═══ Records for the task

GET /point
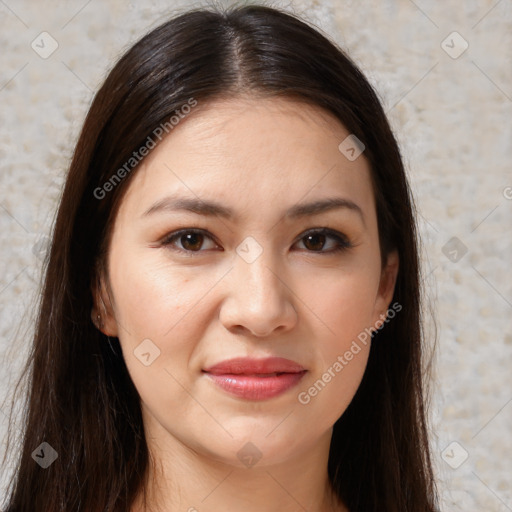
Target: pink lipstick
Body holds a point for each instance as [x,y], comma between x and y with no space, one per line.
[256,379]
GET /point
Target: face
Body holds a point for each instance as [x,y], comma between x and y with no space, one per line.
[224,247]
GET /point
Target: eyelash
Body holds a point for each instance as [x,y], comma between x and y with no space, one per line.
[342,240]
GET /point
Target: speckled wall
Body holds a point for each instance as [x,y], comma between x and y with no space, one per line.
[444,73]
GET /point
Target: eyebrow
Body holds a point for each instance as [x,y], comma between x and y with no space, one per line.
[211,208]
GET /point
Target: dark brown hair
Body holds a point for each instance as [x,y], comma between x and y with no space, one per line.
[81,399]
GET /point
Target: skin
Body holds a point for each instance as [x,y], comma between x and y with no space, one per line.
[297,300]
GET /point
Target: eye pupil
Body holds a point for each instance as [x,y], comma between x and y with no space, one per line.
[315,237]
[193,241]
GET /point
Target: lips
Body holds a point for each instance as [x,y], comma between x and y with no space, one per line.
[256,379]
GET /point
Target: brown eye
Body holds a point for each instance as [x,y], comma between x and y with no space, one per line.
[316,241]
[188,240]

══════

> Task description
Please transcribe the listing above verbatim and exclude every picture.

> Solution to this problem
GET /point
Target: pink lipstick
Body holds a point for each instance as [x,y], comma between x and y with no space, one per line.
[256,379]
GET /point
Target: face
Body holds a point for each instance as [x,y], comma between x and y with no space, one per line.
[224,247]
GET /point
Target: eyelash
Body holds a point for each instance as [x,y], comma between x and y with no space, one per line.
[342,240]
GET /point
Target: speckled wall
Body holds a point for each instance as [x,y], comma between x and y with no space, one per line.
[444,73]
GET /point
Target: eyebrow
Body holds a point for each instance as [x,y], comma between x and y with no space, one per line.
[211,208]
GET /point
Target: dark brown hair
Body holds a point for each instance as [x,y], comma between x and y with no space, one per line.
[81,399]
GET /point
Target: skin
Body holds a point for each instance as [x,y], comma between x and y with no space, one per line.
[297,300]
GET /point
Target: eye pupil
Body holds a point for each instance as [x,y], comma between x and y with no space, one per line.
[315,237]
[193,241]
GET /point
Target: lips
Body holds a point for each instance as [x,y], comma between x and y with no space, one per line.
[256,379]
GET /point
Target: brown eye
Body holds a point for each instance as [x,y], comma between x and y with no space, one per line.
[316,241]
[188,240]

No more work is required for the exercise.